§ GIVEN EXERCISE
The lines to be copied run from the one containing "of the water" to the end of the material below; reproduce them exactly, including both ends, and nothing more.

§ RECORDS PROVIDED
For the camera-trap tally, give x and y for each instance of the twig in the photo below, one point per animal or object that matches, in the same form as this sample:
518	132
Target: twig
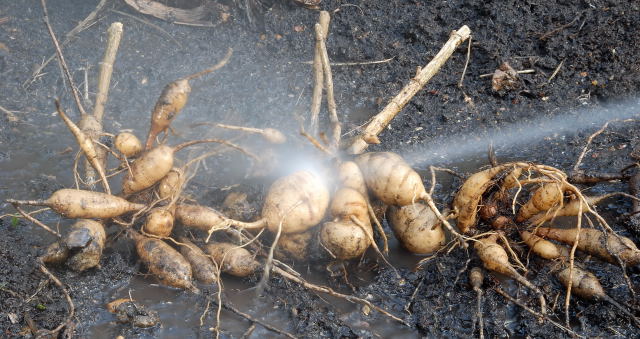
230	307
69	318
586	146
82	25
466	63
318	75
382	119
86	145
354	63
328	85
539	315
329	291
555	72
106	69
316	143
34	220
152	25
524	71
74	89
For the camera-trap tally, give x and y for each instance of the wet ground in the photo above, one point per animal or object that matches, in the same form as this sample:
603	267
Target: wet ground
591	44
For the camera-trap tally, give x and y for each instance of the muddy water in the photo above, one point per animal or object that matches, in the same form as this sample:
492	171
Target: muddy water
264	85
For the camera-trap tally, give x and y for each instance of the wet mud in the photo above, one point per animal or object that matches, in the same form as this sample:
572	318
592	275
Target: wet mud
583	55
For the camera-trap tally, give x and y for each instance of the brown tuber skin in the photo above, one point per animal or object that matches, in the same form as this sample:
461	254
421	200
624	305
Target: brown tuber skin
86	239
171	184
348	202
297	201
171	101
200	217
468	197
585	284
417	228
56	254
294	246
159	222
495	258
167	264
592	241
201	265
232	259
128	144
390	178
343	237
81	204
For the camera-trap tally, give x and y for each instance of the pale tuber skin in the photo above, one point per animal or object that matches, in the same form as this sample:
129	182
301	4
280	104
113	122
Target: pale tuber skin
159	222
544	198
296	203
390	178
342	237
148	169
294	246
468	197
128	144
82	204
170	185
544	248
417	228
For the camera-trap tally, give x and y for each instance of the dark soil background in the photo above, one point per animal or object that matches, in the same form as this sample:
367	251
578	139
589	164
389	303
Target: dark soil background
266	84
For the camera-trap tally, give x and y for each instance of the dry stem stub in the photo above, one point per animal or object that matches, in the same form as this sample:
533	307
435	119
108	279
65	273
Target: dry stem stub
382	119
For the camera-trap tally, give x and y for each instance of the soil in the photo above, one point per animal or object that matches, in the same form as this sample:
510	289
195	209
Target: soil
584	57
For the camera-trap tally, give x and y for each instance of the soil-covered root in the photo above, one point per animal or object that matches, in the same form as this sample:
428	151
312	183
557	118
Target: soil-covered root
417	228
495	258
232	259
171	184
164	262
295	246
159	221
55	254
128	311
128	144
344	239
571	208
202	266
466	201
595	242
544	198
586	285
85	243
172	100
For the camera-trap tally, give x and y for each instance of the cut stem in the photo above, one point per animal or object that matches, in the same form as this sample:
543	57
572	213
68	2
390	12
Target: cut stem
382	119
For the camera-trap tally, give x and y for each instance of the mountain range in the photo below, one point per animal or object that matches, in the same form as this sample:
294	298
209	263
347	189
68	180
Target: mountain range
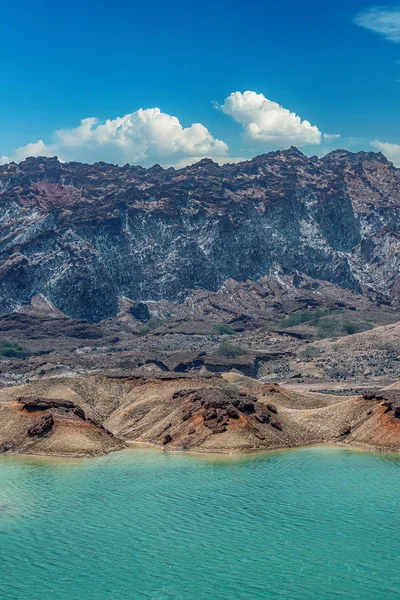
85	236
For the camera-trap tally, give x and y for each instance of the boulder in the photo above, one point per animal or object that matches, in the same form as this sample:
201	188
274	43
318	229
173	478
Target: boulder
140	311
42	426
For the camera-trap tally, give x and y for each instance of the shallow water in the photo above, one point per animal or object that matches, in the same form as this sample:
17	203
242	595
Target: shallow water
311	524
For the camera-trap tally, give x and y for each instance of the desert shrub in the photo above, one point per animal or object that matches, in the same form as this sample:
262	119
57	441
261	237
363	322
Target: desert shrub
224	328
151	324
310	352
229	350
144	329
332	327
311	317
12	350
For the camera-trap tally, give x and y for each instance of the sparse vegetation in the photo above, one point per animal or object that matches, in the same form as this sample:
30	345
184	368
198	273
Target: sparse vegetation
151	324
144	329
336	327
224	328
311	317
229	350
328	323
12	350
310	352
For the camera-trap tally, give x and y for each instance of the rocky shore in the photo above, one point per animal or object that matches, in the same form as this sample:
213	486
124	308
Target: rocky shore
87	416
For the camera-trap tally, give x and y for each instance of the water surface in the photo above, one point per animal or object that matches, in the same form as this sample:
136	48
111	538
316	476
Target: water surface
311	524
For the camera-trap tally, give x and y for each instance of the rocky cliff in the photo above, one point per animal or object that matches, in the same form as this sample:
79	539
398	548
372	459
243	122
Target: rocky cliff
85	235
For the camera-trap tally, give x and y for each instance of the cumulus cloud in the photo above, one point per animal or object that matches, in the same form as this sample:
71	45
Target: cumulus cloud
385	21
144	136
331	136
391	151
268	122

§ FINAL RESULT
For the camera-trap tally, give x and y for each instance of the water surface in the photo above, one point per animal or object that matches, in the same form as this sample:
136	48
111	538
316	476
Target: water surface
311	524
For the camera-trap tally, give x and y for each instance of the rocky cliff in the photo above, one point per animal or object that matches, in the same form as this sample:
79	539
398	548
372	459
243	122
Target: rocky cliff
85	235
For the camera-trap tally, give x and y for each instance of the cumulus cloud in the photo above, one point per animal or object that matches, in the same form as this sample:
71	45
Target: cumulus cloud
385	21
144	136
331	136
391	151
268	122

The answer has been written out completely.